• [Текст для чтения]:
▼

Сейчас попробую вспомнить какой-нибудь одиозный пример. Например, был такой Петя Рейдман, поэт: «Изнасиловать мать не выпал случай, ведь я везучий». И это всем в Одессе ужасно нравилось. Мой дом скучный, моя первая жена, которую я вывез из Петербурга, чувствовала себя, в общем, нормально, но как-то было очень пресно. Когда она в конечном итоге вошла в богемный круг, где все рассказывали исключительно сальные анекдоты, матерились, там бытовал живой, сочный русский язык, она почувствовала себя на месте — как это хорошо!

С этими людьми мне приходилось сталкиваться, я не всегда это любил и даже скорее всего я этого не любил, но люди более статусные довольно долгое время меня опасались. Нет, некоторым я нравился, та же жена Голубовского, когда в первый раз меня увидела, сказала: что это за человек, я хочу с ним познакомиться. Жили мы рядом, недалеко, она пришла ко мне в гости, в общем чуть ли не семьями начали дружить.

Но тут у меня случается обыск, и моя приятельница, вы ее знаете, Юлия Савченко, приходит как-то к ним домой — она была студенткой у Валентины Голубовской, — и рассказывает, что она была у меня, там то-то, то-то… И ей было строго велено: а вы выберите, девушка, куда вы ходите, или вы туда ходите, или вы сюда ходите — нам неприятностей не надо. А я сразу же очень легко показывал свое нутро, хоть человек камерный, но не настолько закрытый, чтобы не вывернуться наизнанку. И тут сразу все ясно и понятно, с кем надо иметь дело и с кем не надо.

▲

• [Прилагаемый перечень]:
▼

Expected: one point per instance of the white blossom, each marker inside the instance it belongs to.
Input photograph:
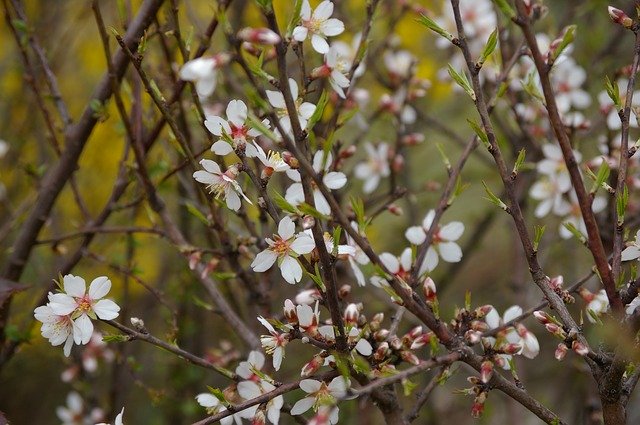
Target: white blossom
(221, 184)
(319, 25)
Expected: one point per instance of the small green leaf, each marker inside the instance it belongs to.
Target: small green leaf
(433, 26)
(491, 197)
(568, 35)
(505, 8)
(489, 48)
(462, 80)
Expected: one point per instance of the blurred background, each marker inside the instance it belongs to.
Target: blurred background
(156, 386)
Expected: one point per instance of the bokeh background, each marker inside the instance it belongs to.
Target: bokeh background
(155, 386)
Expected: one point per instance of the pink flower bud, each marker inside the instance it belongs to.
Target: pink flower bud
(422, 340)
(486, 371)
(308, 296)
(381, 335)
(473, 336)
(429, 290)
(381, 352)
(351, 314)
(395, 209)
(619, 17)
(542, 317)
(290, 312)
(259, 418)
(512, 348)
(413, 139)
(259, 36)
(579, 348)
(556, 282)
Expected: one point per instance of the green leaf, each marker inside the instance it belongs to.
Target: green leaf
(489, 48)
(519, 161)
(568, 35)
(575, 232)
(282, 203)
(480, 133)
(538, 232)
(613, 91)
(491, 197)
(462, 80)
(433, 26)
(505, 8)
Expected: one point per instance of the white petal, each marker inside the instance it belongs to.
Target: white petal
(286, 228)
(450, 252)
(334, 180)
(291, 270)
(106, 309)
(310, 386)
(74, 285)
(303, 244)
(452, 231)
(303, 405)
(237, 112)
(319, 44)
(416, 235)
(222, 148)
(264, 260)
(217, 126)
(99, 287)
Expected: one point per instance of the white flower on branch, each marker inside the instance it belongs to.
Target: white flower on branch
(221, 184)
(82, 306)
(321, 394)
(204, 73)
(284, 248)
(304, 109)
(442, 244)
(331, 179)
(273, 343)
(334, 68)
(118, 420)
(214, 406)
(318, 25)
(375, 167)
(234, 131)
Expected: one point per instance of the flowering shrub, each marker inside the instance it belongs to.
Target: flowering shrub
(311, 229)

▲

• [Список заданий]:
a: Повторите без изменений строки перечня, начиная со строки, где есть «Expected: one point per instance of the white petal, each», и до конца перечня включительно.
b: Продолжите воспоминания об одесской богеме, начав сразу после их последнего предложения.
Воспоминания и перечень взяты из разных источников.

• [Выполненные задания]:
a:
Expected: one point per instance of the white petal, each marker inside the instance it belongs to.
Target: white petal
(286, 228)
(450, 252)
(334, 180)
(291, 270)
(106, 309)
(310, 386)
(74, 285)
(303, 244)
(452, 231)
(303, 405)
(237, 112)
(319, 44)
(416, 235)
(222, 148)
(264, 260)
(217, 126)
(99, 287)
Expected: one point per instance of the white flower on branch, each marker inside the instance it belongs to.
Target: white flower on branch
(221, 184)
(82, 306)
(321, 394)
(204, 73)
(284, 248)
(304, 109)
(442, 244)
(331, 179)
(273, 343)
(334, 68)
(118, 420)
(214, 406)
(318, 25)
(375, 167)
(234, 131)
Expected: one point per instance of the flowering shrub, each marker inside the instance it belongs to.
Target: flowering shrub
(311, 229)

b:
Есть такой знаменитый поэт Херсонский, он был в моем кругу, был одним из тех, кто распространял книжки, которые я давал. У меня библиотека была устроена звездочками: этот человек ведет один круг, этот — другой. У каждого свое: вот Херсонский был одним из таких, Голубовские, кстати, читали через него некоторые книжки. У нас были прекрасные отношения, все было хорошо, но только до моего ареста; после моего ареста ни ногой он ко мне в дом не ступил ни разу. Вот сколько я ни жил в Одессе — все, занавес опустился. Я раза три или четыре за жизнь еще к нему приходил домой, он меня охотно поил чаем, здоровался, замечательно принимал, но старался нигде не пересекаться и уж точно ко мне в дом не приходить.

— По поводу этих библиотек, что это было? Это были действительно клубы?

— Библиотеки — это во множественном числе сильно сказано. Про библиотеки я расскажу, это интересная атмосфера, та, о которой вы говорите. Была, например, у нас в центре города Ленинская библиотека — городская публичная библиотека имени Ленина.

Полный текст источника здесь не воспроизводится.